══ Данные задания ══

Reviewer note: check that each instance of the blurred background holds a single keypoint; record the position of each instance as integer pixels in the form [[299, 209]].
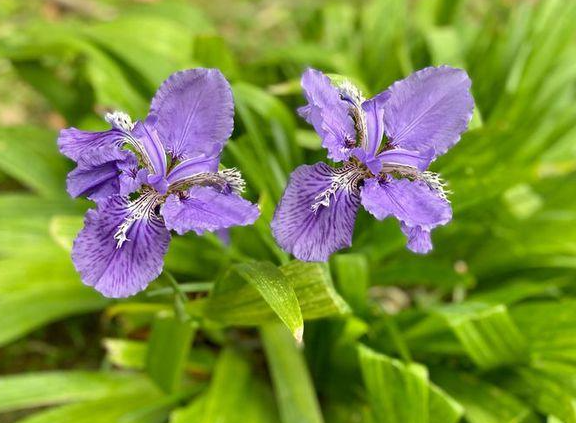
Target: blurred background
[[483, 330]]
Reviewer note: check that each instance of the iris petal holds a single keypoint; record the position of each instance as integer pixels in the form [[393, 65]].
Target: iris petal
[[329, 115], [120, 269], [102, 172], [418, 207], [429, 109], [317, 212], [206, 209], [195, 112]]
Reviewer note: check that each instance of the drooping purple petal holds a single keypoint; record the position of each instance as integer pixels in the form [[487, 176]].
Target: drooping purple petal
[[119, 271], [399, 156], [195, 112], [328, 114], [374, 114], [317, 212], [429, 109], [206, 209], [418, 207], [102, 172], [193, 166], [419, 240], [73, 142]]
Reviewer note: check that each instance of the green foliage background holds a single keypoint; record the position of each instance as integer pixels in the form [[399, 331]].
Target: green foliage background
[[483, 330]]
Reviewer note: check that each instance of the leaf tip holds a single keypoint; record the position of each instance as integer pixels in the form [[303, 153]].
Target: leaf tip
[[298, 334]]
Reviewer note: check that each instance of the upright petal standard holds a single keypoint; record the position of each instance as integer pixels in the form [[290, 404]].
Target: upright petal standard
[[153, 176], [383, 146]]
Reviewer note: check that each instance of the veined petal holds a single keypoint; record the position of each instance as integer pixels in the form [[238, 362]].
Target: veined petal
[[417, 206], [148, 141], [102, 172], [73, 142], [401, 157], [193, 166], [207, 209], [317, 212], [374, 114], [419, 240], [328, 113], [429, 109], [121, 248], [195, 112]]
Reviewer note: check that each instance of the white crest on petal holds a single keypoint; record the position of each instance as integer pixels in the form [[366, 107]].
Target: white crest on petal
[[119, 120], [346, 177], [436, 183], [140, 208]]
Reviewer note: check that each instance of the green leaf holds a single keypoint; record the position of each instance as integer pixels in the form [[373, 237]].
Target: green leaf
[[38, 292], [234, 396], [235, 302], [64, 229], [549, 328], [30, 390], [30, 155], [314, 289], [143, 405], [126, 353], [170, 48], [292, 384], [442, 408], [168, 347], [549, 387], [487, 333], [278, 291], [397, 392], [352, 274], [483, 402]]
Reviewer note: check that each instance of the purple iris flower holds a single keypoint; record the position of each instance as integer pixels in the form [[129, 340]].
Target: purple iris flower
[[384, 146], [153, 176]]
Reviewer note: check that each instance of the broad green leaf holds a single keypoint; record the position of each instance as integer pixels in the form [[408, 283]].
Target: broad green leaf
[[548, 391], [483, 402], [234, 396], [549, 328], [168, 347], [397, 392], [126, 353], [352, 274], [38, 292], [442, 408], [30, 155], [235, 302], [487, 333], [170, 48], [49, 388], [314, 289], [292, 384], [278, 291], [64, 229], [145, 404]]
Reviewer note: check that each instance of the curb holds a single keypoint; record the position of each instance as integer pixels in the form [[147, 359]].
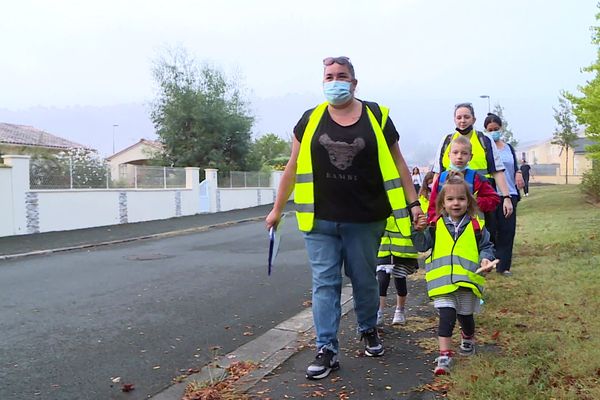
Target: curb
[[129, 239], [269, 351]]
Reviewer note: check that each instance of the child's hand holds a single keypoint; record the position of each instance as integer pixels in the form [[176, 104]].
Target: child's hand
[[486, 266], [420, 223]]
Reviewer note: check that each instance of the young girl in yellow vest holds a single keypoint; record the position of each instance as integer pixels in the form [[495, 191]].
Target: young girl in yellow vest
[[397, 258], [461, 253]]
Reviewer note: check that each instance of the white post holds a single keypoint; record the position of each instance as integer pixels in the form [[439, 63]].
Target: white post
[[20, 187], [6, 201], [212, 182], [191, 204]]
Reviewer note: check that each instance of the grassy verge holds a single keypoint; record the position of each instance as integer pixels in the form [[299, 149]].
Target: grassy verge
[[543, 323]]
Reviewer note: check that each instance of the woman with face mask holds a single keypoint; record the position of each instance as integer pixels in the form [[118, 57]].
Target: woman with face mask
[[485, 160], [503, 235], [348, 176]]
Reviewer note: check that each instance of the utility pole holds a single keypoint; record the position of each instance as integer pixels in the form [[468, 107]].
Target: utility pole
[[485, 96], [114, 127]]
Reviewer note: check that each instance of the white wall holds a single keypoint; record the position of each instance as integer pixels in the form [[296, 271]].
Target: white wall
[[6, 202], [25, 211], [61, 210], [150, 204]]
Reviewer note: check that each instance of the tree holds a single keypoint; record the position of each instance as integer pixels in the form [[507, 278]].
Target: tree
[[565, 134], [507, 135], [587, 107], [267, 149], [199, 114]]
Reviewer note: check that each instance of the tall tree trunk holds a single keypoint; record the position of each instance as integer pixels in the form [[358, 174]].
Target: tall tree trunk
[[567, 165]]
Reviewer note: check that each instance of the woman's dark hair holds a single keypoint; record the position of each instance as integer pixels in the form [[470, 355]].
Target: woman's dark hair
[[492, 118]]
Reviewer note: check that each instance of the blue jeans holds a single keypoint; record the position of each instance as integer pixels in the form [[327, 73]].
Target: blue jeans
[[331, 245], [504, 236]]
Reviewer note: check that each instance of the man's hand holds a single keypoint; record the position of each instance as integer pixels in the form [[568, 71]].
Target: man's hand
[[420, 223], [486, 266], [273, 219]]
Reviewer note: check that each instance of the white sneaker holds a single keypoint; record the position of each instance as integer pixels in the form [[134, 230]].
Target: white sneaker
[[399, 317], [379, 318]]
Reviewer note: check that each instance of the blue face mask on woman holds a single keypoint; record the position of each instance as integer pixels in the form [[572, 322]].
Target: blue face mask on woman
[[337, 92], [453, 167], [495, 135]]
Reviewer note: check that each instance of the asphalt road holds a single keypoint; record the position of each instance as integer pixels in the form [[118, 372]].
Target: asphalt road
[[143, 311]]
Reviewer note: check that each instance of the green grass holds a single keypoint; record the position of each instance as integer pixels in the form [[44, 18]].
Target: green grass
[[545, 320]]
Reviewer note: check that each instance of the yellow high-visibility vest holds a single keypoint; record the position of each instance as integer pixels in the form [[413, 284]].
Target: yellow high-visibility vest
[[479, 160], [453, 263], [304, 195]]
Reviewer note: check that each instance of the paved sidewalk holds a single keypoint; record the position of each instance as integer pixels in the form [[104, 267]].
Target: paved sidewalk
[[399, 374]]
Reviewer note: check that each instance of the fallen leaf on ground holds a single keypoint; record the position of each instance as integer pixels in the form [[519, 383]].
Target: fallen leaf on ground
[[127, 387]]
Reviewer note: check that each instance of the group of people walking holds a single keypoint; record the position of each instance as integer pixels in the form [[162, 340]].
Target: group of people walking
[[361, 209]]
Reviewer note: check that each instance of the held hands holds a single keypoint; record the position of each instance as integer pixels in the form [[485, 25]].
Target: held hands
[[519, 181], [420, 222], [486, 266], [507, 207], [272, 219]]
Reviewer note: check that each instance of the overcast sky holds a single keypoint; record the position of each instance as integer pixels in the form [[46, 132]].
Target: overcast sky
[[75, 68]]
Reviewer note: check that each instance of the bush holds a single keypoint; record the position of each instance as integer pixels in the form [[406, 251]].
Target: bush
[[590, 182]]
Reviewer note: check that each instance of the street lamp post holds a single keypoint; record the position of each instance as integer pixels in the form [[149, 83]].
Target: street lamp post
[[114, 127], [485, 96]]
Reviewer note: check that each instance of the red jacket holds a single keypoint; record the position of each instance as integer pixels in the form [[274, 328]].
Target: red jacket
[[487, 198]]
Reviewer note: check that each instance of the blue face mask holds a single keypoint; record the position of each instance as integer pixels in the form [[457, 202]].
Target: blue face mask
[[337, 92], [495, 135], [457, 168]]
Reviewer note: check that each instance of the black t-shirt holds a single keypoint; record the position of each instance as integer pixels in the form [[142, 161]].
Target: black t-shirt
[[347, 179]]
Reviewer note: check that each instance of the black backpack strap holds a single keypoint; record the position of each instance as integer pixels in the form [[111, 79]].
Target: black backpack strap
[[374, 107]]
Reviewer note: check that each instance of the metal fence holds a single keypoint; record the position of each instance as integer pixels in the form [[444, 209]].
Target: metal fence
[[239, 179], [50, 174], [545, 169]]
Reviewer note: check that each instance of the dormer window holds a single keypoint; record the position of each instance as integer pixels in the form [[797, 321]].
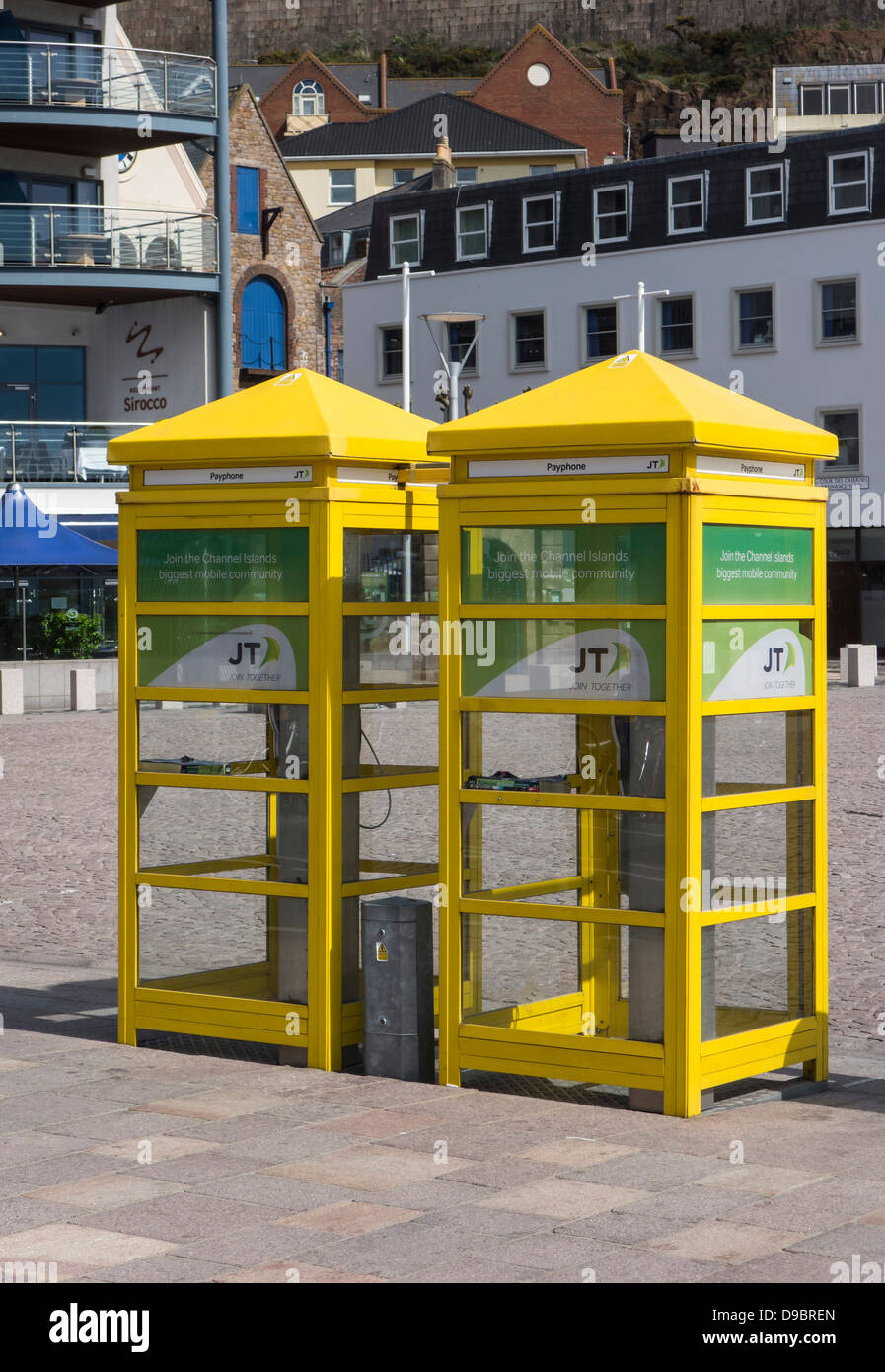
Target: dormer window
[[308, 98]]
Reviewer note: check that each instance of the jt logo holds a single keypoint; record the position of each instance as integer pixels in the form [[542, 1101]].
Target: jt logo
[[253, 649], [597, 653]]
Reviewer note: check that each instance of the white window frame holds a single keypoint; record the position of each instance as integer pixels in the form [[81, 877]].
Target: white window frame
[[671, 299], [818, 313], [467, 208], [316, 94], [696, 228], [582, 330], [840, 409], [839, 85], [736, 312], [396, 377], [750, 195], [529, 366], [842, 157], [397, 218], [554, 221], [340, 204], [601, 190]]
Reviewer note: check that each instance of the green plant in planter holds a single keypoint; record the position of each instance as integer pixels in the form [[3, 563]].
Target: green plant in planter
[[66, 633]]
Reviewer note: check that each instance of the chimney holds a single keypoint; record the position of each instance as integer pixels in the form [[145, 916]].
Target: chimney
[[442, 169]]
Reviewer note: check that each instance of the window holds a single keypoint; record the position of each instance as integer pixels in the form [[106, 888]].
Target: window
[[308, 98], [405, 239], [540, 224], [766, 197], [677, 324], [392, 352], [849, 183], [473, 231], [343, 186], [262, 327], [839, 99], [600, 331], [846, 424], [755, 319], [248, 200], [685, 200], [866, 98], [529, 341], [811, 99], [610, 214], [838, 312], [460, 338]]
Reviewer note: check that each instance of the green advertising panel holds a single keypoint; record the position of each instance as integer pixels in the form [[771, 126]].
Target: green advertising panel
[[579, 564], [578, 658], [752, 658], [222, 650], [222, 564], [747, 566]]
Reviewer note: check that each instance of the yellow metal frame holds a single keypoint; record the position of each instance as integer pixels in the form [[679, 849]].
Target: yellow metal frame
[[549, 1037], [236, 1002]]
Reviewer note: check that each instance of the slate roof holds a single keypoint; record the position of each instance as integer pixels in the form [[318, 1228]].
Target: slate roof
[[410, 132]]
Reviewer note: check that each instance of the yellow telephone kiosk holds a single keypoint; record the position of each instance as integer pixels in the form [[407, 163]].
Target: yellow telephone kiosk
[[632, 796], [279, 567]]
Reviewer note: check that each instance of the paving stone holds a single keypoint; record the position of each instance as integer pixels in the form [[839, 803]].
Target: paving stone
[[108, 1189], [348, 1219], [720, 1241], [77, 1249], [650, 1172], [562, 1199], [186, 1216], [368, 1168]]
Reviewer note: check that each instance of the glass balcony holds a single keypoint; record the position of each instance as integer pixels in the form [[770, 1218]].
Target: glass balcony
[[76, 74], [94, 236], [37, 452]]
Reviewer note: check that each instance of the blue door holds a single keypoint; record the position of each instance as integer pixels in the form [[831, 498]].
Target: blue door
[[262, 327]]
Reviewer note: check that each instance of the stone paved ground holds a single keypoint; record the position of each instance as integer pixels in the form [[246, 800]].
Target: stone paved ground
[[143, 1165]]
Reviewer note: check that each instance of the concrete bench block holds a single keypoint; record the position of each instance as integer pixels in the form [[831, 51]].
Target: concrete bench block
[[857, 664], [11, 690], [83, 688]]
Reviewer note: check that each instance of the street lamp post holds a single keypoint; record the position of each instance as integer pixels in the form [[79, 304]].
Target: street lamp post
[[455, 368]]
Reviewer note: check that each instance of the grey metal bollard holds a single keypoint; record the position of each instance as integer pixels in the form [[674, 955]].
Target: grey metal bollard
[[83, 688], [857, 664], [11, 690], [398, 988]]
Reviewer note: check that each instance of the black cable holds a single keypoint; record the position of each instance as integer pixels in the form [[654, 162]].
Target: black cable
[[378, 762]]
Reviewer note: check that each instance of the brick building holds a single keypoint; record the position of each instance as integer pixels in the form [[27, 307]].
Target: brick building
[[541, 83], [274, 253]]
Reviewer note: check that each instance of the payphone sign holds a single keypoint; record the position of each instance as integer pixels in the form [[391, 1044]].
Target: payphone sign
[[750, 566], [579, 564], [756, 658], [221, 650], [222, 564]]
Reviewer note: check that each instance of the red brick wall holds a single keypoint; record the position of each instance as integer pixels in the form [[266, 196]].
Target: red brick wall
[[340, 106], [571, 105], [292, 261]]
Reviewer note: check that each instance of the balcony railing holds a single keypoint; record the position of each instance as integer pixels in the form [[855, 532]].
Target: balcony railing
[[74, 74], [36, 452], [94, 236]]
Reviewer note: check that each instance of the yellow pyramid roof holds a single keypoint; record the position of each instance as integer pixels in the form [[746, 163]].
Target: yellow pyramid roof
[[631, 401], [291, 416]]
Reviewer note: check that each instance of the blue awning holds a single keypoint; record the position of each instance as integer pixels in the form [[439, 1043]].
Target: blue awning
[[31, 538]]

═══

### Задание
Выведите как CSV с двумя столбцами, «запрос» и «ответ», данные, начиная со строки, содержащей "Reviewer note: check that each instance of the tree", и заканчивая строкой, содержащей "[[492, 118]]". Каждой паре из текста и ответа отведите одну строку, каждое значение заключите в кавычки, а переносы строк внутри него замените пробелами.

### Решение
запрос,ответ
"Reviewer note: check that each instance of the tree holds a single keypoint; record the position of each instance as integer pixels in the form [[507, 278]]. Target: tree","[[565, 134], [507, 135], [587, 107], [267, 149], [199, 114]]"
"Reviewer note: check that each instance of the tall tree trunk holds a single keypoint; record the position of each instance as integer pixels in the form [[358, 174]]. Target: tall tree trunk","[[567, 165]]"
"Reviewer note: check that each instance of the woman's dark hair holds a single keypoint; record the position of each instance as integer pixels in the form [[470, 355]]. Target: woman's dark hair","[[492, 118]]"